AIM OF THE TASK | Render these items as a two-column CSV with the headers "prompt" and "points", one row per item. Put each item's text and its answer in their own quoted fields, replace line breaks with spaces, and leave out the pictures.

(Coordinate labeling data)

________

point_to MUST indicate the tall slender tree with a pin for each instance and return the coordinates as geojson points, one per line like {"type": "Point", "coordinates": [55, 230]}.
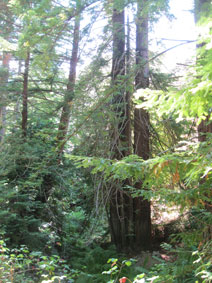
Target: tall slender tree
{"type": "Point", "coordinates": [66, 110]}
{"type": "Point", "coordinates": [141, 126]}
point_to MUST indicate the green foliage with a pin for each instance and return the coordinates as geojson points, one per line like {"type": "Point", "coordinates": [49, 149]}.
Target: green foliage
{"type": "Point", "coordinates": [21, 265]}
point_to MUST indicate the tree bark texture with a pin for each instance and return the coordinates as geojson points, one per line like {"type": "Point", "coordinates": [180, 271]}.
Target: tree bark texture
{"type": "Point", "coordinates": [202, 8]}
{"type": "Point", "coordinates": [25, 95]}
{"type": "Point", "coordinates": [142, 207]}
{"type": "Point", "coordinates": [4, 79]}
{"type": "Point", "coordinates": [130, 222]}
{"type": "Point", "coordinates": [66, 110]}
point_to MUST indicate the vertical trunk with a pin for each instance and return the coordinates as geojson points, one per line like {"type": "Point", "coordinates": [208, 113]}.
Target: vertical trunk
{"type": "Point", "coordinates": [142, 210]}
{"type": "Point", "coordinates": [5, 64]}
{"type": "Point", "coordinates": [25, 96]}
{"type": "Point", "coordinates": [119, 147]}
{"type": "Point", "coordinates": [201, 9]}
{"type": "Point", "coordinates": [66, 110]}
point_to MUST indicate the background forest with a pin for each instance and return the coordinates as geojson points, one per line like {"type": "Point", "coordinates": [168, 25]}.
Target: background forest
{"type": "Point", "coordinates": [106, 159]}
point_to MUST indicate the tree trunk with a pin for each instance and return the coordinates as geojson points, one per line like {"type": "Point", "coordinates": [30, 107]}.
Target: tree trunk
{"type": "Point", "coordinates": [25, 96]}
{"type": "Point", "coordinates": [119, 145]}
{"type": "Point", "coordinates": [202, 9]}
{"type": "Point", "coordinates": [66, 110]}
{"type": "Point", "coordinates": [4, 79]}
{"type": "Point", "coordinates": [142, 208]}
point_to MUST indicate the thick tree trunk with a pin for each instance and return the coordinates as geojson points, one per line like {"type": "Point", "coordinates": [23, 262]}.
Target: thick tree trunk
{"type": "Point", "coordinates": [142, 208]}
{"type": "Point", "coordinates": [25, 96]}
{"type": "Point", "coordinates": [120, 143]}
{"type": "Point", "coordinates": [66, 110]}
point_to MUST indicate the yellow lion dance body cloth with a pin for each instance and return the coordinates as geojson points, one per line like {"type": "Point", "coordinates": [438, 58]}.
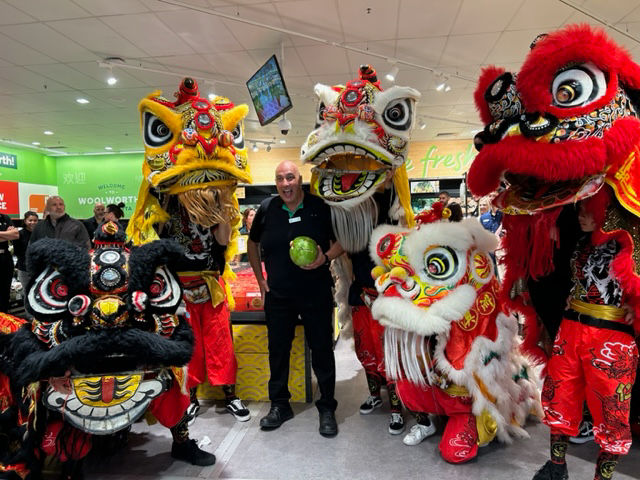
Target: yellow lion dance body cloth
{"type": "Point", "coordinates": [195, 155]}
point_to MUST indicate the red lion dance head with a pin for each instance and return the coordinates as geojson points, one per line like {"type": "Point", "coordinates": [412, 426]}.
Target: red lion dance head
{"type": "Point", "coordinates": [561, 130]}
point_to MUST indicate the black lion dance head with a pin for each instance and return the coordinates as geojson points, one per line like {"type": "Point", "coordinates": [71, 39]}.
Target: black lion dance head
{"type": "Point", "coordinates": [105, 332]}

________

RESULT OF THE EXERCISE |
prompt,points
"point_to MUST indicate the tall slender tree with a pin for each instance and return the coordinates as geojson points, one per line like {""type"": ""Point"", ""coordinates"": [55, 230]}. Target: tall slender tree","{""type"": ""Point"", ""coordinates"": [66, 110]} {""type"": ""Point"", ""coordinates"": [141, 126]}"
"point_to MUST indicate the green foliage with a pin for each instance and return the coordinates as geojson points, one per line like {""type"": ""Point"", ""coordinates"": [49, 149]}. Target: green foliage","{""type"": ""Point"", ""coordinates"": [21, 265]}"
"point_to MUST indicate the tree bark texture with a pin for each instance and return the coordinates as geojson points, one per line like {""type"": ""Point"", ""coordinates"": [180, 271]}. Target: tree bark texture","{""type"": ""Point"", ""coordinates"": [202, 8]} {""type"": ""Point"", ""coordinates"": [25, 95]} {""type"": ""Point"", ""coordinates"": [142, 207]} {""type"": ""Point"", ""coordinates"": [4, 79]} {""type"": ""Point"", ""coordinates"": [130, 222]} {""type"": ""Point"", ""coordinates"": [66, 110]}"
"point_to MUST indicate the vertical trunk with a pin for each instance and return the coordinates as geojson points, one per line like {""type"": ""Point"", ""coordinates"": [208, 113]}. Target: vertical trunk","{""type"": ""Point"", ""coordinates"": [142, 210]} {""type"": ""Point"", ""coordinates"": [5, 64]} {""type"": ""Point"", ""coordinates"": [25, 96]} {""type"": ""Point"", ""coordinates"": [119, 147]} {""type"": ""Point"", ""coordinates"": [201, 9]} {""type"": ""Point"", ""coordinates"": [66, 110]}"
"point_to MUST indicate the background forest with a pin for each instance and return the coordinates as geojson points, one per line like {""type"": ""Point"", ""coordinates"": [168, 25]}. Target: background forest","{""type"": ""Point"", ""coordinates"": [106, 159]}"
"point_to MUST indicate the tree trunk with a pin for each instance and return the coordinates as geojson points, one per line like {""type"": ""Point"", ""coordinates"": [30, 107]}. Target: tree trunk","{""type"": ""Point"", ""coordinates"": [25, 96]} {""type"": ""Point"", ""coordinates"": [119, 145]} {""type"": ""Point"", ""coordinates"": [202, 9]} {""type"": ""Point"", ""coordinates"": [66, 110]} {""type"": ""Point"", ""coordinates"": [4, 79]} {""type"": ""Point"", ""coordinates"": [142, 208]}"
"point_to MUST indicate the thick tree trunk with a pin for each instance and return the coordinates as geojson points, one per line like {""type"": ""Point"", ""coordinates"": [23, 262]}. Target: thick tree trunk","{""type"": ""Point"", ""coordinates"": [142, 208]} {""type"": ""Point"", ""coordinates"": [25, 96]} {""type"": ""Point"", ""coordinates"": [120, 143]} {""type"": ""Point"", ""coordinates"": [66, 110]}"
"point_to MUST indicate the yellow lion dance body cloth with a pin for each instance and return the coordinates as geojson points, one per line like {""type"": ""Point"", ""coordinates"": [438, 58]}. Target: yellow lion dance body cloth","{""type"": ""Point"", ""coordinates"": [195, 155]}"
"point_to MUST indicate the red lion dance head with a pin for each instance and return the coordinates as geojson points, one per line like {""type"": ""Point"", ""coordinates"": [412, 426]}. Target: red lion dance head","{""type"": ""Point"", ""coordinates"": [561, 130]}"
"point_to MUST indicate the black lion dance head with a pin for each instance and return the coordinates as geojson points, one per line like {""type"": ""Point"", ""coordinates"": [71, 39]}. Target: black lion dance head","{""type"": ""Point"", ""coordinates"": [105, 332]}"